◆ Passage given ◆
-- Begin --
#6046: [with patch, needs review] Implement local and global heights for number
field elements
---------------------------+------------------------------------------------
 Reporter:  cremona        |       Owner:  was                
     Type:  enhancement    |      Status:  new                
 Priority:  major          |   Milestone:  sage-4.0.1         
Component:  number theory  |    Keywords:  number field height
---------------------------+------------------------------------------------

Comment(by fwclarke):

 == Four Comments ==

 1. I had a doctest failure (after applying both patches to 3.4.2 on OS X
 10.5.7).
 {{{
 File "/Users/mafwc/sage-3.4.2/devel/sage-
 cremona/sage/rings/number_field/number_field_element.pyx", line 2138:
     sage: [a.local_height_arch(i, weighted=True) for i in range(4)]
 Expected:
     [0.530192454572, 1.77282843491, 1.77282843491, 1.06038490914]
 Got:
     [1.06038490914, 1.77282843491, 1.77282843491, 0.530192454572]
 }}}

 But I get the "right" answer when doing the same interactively.  No doubt
 this is down
 to pari's unpredictability.
-- End --
◆ Set problem A ◆
Copy out everything in the records from the line containing "Instruction for labeler: the class to annotate is bus" down to the line containing "249, 75, 319, 95", reproducing each line exactly.

◆ Supplied entries ◆
-- Begin --
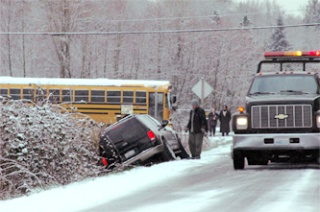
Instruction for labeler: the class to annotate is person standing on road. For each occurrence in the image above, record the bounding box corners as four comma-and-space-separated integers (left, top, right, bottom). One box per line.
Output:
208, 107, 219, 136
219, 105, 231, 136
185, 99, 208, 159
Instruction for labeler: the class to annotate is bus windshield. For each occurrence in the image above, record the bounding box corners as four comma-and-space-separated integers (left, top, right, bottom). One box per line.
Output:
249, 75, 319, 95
-- End --
-- Begin --
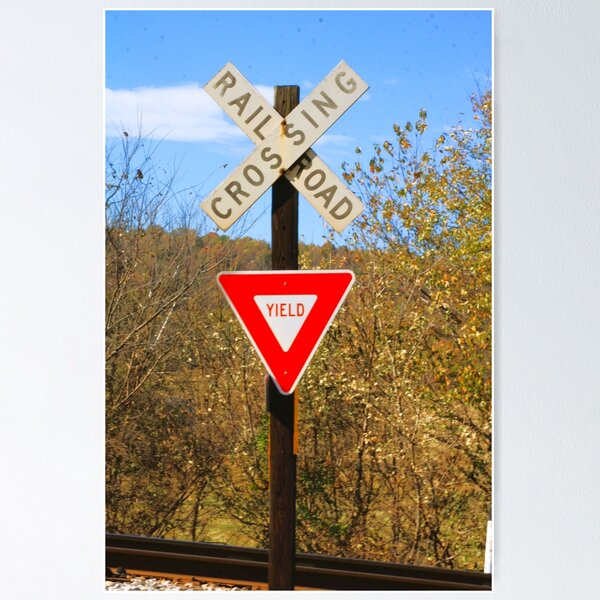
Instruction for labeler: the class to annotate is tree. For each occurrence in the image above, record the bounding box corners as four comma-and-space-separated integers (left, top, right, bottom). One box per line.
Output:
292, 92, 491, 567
-- End --
◆ Set problem B ◆
According to the ticket on number field heights, what does the commenter blame for the doctest result differing from the interactive one?

◆ Correct response A ◆
Instruction for labeler: the class to annotate is bus windshield. For each occurrence in the image above, record the bounding box corners as four comma-and-space-separated integers (left, top, right, bottom). One box per line.
Output:
249, 75, 319, 95

◆ Correct response B ◆
Pari's unpredictability.